**Problem**
Could you pull out every line in the records below that contains the string "tender"? Match case exactly.

-- START --

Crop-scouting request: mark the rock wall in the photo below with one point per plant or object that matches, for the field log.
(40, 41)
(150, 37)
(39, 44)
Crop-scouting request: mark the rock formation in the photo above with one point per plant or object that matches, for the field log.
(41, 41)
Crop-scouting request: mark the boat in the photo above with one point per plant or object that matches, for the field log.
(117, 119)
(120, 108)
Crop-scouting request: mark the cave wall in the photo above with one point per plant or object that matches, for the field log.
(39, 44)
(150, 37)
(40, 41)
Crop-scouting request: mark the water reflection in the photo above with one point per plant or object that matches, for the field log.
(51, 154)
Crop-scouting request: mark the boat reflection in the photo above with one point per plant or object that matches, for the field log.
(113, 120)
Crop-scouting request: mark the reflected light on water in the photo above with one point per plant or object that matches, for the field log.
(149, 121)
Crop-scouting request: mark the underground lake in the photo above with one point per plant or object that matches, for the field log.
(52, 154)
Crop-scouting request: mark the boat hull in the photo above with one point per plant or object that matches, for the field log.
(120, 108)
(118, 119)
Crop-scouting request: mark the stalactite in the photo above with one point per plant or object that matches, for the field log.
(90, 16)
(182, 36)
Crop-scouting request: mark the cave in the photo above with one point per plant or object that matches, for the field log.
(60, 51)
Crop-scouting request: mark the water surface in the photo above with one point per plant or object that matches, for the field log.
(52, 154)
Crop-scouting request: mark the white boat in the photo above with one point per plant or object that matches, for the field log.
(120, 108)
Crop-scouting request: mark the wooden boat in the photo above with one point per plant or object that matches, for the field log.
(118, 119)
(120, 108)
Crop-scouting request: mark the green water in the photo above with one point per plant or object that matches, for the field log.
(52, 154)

-- END --
-- START --

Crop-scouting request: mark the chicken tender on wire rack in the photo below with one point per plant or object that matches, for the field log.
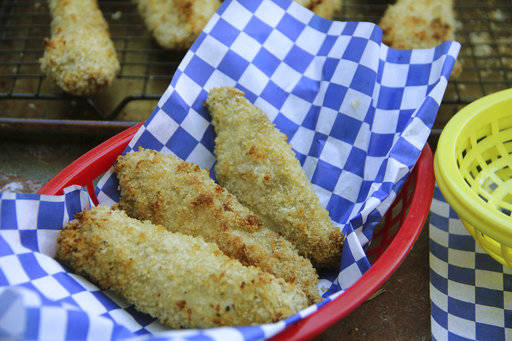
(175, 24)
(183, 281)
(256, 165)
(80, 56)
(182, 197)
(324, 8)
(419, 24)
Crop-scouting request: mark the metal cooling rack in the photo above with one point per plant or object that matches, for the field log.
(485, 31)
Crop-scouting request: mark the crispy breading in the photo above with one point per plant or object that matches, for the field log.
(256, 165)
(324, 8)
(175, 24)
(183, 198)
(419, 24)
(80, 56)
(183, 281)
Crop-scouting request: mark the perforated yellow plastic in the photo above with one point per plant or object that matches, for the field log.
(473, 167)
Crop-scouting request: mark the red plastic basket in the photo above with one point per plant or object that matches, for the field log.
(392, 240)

-- END --
-- START --

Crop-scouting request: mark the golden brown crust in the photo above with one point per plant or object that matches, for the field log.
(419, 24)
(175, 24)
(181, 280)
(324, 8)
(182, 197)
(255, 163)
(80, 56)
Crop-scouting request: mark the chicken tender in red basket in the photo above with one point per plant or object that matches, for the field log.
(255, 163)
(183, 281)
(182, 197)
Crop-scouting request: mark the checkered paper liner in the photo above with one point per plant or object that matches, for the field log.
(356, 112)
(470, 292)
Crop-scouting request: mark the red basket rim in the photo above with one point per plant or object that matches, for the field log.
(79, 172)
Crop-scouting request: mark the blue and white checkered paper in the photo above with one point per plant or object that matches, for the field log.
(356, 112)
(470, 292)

-- END --

**Expected answer**
Crop-scouting request: mark the chicken tender on wire rack in the photo below with one point per plant or object that matches, for the field log.
Crop-scouting request: mark the chicken tender in red basket in the photo above with one point per plant or object that matches, for the field log.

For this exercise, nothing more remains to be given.